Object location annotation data
......
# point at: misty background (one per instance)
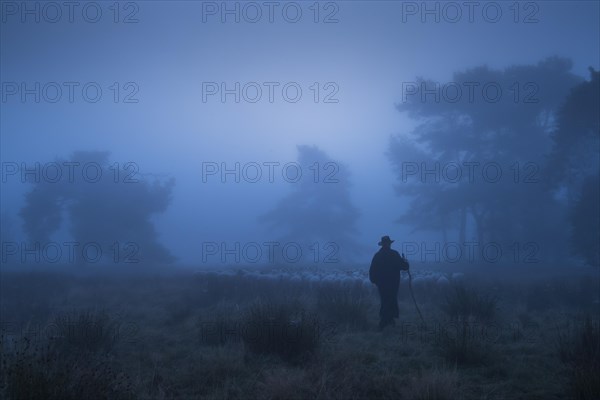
(366, 56)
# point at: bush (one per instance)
(86, 331)
(579, 347)
(284, 330)
(434, 385)
(465, 304)
(467, 345)
(40, 371)
(347, 306)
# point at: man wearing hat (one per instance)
(385, 273)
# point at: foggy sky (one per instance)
(372, 49)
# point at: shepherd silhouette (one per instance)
(385, 274)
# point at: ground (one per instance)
(281, 333)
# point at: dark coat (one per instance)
(385, 269)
......
__What is being asked__
Update the items above by replacing "point at" with "mark" wherever it appears, keeping everything else the same. Leave the pictures out of your answer.

__Result__
# mark: misty background (one per instance)
(366, 56)
# mark: bush (one per instance)
(86, 331)
(579, 347)
(284, 330)
(434, 385)
(465, 304)
(467, 345)
(40, 371)
(347, 306)
# mark: man wearing hat (one per instance)
(385, 273)
# mark: foggy sky (one per instance)
(372, 49)
# mark: shepherd silhouette (one per instance)
(385, 274)
# mark: ground (one per instance)
(281, 333)
# mark: dark coat (one per instance)
(385, 269)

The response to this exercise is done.